● **WHAT YOU HAVE TO DO**
Find the string "light" in the records and copy each line where it occurs.

========================

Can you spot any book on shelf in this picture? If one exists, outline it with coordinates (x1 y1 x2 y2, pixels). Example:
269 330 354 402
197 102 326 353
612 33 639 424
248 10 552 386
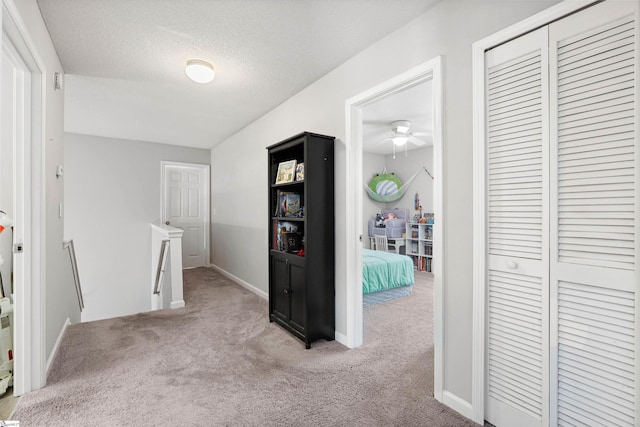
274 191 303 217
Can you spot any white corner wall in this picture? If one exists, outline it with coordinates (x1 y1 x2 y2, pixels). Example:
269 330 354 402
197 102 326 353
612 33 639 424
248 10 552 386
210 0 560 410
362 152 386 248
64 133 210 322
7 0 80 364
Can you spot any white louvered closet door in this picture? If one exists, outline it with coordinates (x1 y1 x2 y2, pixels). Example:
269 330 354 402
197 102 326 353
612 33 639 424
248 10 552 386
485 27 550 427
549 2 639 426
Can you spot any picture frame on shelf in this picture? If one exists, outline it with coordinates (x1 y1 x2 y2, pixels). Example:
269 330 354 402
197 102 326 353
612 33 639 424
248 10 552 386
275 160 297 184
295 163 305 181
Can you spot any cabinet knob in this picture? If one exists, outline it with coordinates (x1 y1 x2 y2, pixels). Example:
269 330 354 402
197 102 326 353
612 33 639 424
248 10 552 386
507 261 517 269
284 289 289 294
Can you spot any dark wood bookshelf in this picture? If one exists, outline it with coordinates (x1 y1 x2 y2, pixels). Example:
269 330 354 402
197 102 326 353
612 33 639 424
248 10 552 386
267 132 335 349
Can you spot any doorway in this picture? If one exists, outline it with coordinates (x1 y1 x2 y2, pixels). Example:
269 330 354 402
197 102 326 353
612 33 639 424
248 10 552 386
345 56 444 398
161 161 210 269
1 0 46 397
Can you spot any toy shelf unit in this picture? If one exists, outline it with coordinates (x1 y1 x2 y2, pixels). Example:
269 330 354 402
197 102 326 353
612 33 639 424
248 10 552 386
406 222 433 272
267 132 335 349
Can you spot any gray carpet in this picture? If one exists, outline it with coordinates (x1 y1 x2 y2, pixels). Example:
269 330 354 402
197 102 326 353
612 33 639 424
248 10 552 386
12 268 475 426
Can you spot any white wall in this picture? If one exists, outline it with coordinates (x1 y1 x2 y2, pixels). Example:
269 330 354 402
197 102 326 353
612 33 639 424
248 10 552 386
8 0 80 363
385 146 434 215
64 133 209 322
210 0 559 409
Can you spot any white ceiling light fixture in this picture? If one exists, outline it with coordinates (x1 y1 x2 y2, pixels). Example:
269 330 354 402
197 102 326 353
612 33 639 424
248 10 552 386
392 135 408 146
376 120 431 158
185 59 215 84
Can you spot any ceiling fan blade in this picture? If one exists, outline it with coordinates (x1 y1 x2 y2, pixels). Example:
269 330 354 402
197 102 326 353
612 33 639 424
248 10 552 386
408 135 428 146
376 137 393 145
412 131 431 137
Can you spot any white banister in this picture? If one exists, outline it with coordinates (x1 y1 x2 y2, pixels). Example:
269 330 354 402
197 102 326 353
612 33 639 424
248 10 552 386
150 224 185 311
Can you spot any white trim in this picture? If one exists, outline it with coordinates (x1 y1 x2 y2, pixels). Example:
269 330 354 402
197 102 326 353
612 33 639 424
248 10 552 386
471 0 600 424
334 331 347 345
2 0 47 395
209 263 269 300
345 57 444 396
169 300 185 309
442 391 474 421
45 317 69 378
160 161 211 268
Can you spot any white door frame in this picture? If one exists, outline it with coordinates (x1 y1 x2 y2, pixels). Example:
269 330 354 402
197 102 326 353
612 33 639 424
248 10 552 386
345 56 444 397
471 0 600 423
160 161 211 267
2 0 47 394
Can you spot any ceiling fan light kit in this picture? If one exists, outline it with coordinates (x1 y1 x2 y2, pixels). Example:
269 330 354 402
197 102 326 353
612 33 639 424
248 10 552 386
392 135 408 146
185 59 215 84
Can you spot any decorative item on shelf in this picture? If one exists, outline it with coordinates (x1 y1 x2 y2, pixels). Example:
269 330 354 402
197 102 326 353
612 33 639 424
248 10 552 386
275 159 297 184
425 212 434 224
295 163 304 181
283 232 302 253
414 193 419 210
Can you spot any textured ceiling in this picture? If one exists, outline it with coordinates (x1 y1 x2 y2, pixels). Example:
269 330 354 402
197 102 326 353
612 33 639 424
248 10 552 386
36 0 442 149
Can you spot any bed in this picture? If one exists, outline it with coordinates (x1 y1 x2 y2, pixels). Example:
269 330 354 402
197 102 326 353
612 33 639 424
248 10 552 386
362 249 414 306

========================

● **RESPONSE BELOW**
Can you spot any white ceiling light fixture in this picture? If one exists, outline it with coordinates (x1 y1 x2 y2, pixels). Example:
Can you spot any ceiling fan light kit in this picture? If one exists, outline it with coordinates (x1 y1 x2 y2, pixels). Example:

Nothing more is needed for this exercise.